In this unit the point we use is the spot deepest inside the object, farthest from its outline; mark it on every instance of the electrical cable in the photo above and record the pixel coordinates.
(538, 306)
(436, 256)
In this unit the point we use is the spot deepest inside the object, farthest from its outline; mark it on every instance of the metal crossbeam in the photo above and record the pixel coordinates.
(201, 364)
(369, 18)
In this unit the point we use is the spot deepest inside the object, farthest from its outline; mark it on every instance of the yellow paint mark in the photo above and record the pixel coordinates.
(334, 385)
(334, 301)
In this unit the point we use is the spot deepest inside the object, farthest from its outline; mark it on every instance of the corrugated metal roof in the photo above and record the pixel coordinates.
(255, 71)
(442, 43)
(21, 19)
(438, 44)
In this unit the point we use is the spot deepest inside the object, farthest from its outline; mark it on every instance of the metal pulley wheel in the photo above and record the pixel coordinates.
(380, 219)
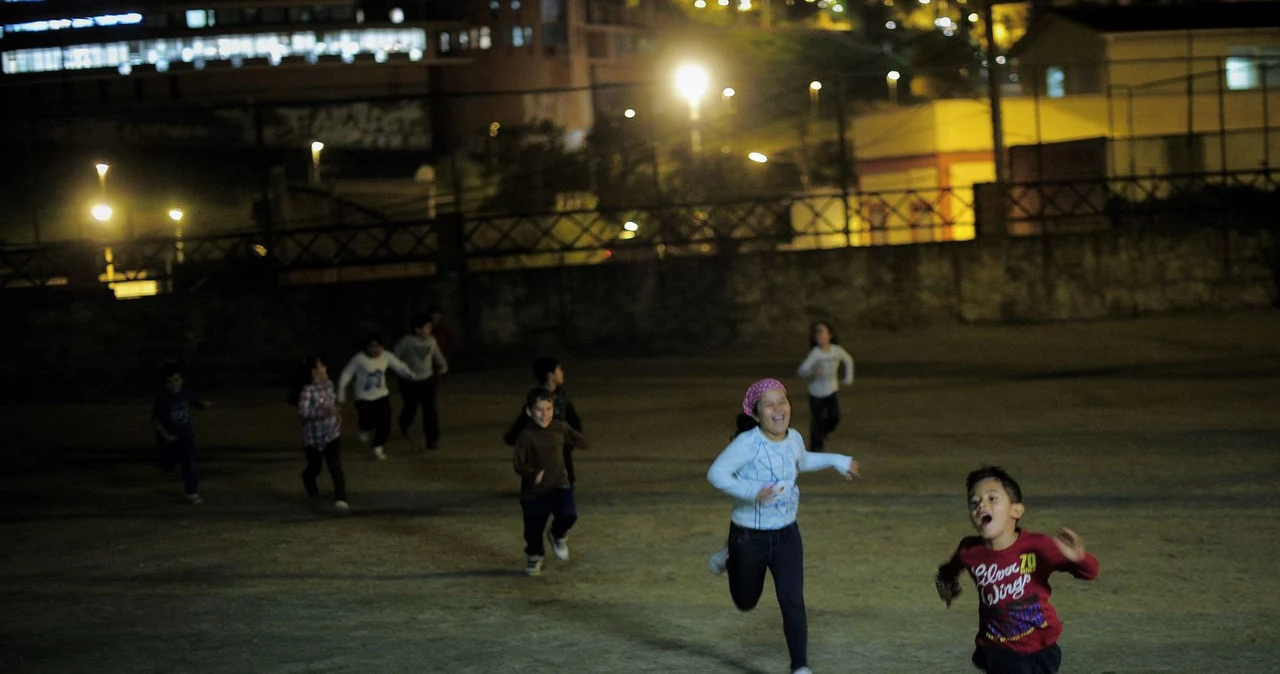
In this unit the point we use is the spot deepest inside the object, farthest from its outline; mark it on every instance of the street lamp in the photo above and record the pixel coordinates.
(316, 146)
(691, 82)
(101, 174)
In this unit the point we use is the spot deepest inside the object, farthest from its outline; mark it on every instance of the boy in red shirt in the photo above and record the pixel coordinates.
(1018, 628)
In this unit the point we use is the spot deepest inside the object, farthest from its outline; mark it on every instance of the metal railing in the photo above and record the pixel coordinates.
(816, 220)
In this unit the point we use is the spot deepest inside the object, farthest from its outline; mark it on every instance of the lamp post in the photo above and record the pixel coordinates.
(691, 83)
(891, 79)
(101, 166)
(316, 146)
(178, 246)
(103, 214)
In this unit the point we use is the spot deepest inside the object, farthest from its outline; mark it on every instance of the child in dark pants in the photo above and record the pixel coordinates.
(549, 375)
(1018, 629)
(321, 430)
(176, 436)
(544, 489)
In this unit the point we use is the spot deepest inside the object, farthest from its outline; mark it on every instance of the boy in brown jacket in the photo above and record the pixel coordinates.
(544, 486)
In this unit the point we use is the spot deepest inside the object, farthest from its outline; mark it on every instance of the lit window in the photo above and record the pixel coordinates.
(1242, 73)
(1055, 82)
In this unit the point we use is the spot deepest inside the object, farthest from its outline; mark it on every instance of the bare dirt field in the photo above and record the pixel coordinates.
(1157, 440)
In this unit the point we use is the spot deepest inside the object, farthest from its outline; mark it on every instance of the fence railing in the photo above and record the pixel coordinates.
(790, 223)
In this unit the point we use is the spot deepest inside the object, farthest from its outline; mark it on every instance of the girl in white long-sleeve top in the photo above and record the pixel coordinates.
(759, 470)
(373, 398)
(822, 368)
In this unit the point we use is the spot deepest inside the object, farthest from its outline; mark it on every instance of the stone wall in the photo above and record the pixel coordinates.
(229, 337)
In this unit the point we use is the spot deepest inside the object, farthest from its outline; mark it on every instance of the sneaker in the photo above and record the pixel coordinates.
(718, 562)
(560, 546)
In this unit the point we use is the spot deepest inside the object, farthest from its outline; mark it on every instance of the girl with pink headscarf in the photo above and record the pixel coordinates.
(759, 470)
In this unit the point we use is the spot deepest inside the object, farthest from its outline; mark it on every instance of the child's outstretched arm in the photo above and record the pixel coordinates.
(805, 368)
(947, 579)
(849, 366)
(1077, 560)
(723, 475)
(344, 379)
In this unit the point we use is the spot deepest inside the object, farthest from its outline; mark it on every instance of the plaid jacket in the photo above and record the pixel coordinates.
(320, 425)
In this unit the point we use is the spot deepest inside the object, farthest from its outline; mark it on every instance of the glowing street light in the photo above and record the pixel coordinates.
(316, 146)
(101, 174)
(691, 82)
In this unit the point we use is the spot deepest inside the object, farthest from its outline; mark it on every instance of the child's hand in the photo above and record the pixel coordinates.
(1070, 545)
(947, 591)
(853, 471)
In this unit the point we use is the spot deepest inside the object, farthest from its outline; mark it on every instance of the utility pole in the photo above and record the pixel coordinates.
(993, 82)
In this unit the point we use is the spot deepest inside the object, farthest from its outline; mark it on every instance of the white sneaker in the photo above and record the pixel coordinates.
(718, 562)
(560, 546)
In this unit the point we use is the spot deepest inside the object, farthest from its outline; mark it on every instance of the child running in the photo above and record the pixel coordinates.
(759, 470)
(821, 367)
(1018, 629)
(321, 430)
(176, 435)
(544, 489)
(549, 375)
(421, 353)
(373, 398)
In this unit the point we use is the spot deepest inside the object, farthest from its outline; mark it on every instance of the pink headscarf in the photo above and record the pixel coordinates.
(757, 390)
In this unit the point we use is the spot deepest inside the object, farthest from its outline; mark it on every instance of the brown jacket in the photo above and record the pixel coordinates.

...

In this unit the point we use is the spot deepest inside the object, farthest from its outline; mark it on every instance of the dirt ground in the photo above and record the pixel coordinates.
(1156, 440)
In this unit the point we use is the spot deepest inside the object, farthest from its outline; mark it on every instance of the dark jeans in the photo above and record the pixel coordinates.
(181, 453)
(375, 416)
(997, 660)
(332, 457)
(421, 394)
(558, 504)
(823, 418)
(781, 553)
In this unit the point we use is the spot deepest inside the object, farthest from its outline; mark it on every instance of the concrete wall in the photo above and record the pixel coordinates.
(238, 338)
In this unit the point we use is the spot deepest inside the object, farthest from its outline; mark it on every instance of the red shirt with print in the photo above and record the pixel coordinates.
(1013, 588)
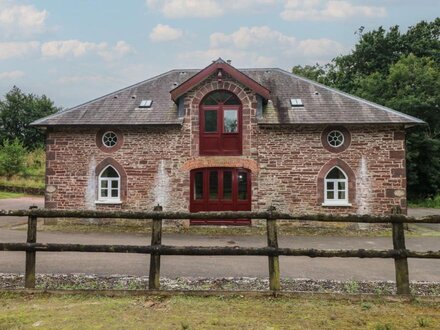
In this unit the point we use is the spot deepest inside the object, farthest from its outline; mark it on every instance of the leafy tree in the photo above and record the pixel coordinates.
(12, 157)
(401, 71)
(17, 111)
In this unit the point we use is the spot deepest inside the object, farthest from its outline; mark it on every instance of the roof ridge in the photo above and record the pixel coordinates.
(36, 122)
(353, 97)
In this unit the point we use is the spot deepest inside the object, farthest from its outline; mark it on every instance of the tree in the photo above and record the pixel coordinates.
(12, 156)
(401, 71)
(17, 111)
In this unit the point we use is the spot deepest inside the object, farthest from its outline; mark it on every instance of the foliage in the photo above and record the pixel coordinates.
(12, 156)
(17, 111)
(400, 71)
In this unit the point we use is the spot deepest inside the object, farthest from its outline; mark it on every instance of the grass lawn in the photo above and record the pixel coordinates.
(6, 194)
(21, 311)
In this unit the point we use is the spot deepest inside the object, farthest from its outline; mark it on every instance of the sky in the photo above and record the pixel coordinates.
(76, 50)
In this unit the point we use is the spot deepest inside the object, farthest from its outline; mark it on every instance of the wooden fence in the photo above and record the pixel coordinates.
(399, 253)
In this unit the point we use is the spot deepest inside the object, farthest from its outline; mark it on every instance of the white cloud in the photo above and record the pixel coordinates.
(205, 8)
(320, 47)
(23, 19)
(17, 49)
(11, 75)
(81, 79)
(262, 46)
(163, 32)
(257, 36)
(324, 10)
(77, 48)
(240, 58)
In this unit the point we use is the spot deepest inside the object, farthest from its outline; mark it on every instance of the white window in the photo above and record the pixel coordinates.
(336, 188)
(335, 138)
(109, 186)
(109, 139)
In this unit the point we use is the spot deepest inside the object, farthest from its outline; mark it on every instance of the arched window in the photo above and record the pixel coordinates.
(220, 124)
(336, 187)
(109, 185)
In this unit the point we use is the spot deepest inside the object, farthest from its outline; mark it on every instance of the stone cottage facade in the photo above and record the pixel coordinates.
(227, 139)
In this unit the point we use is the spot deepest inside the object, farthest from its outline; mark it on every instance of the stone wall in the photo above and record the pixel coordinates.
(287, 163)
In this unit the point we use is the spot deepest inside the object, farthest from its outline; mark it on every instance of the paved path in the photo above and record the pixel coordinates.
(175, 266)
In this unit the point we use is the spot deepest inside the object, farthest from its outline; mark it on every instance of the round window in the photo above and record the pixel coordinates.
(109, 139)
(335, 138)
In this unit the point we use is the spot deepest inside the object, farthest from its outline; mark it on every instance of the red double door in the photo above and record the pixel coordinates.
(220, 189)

• _Task objective_
Please select every line of the records above that contains the word "dark", and note that case counts.

• _The reply_
In this unit the point we use is the spot deepest inside the object, farthest from its outline; mark it on every instance of the child in dark pants in the photo above and record the pixel coordinates.
In this unit the point we use is the spot deepest inside the object, farthest from its outline; mark it on every instance of the dark jeans in the photo above and record the pixel coordinates.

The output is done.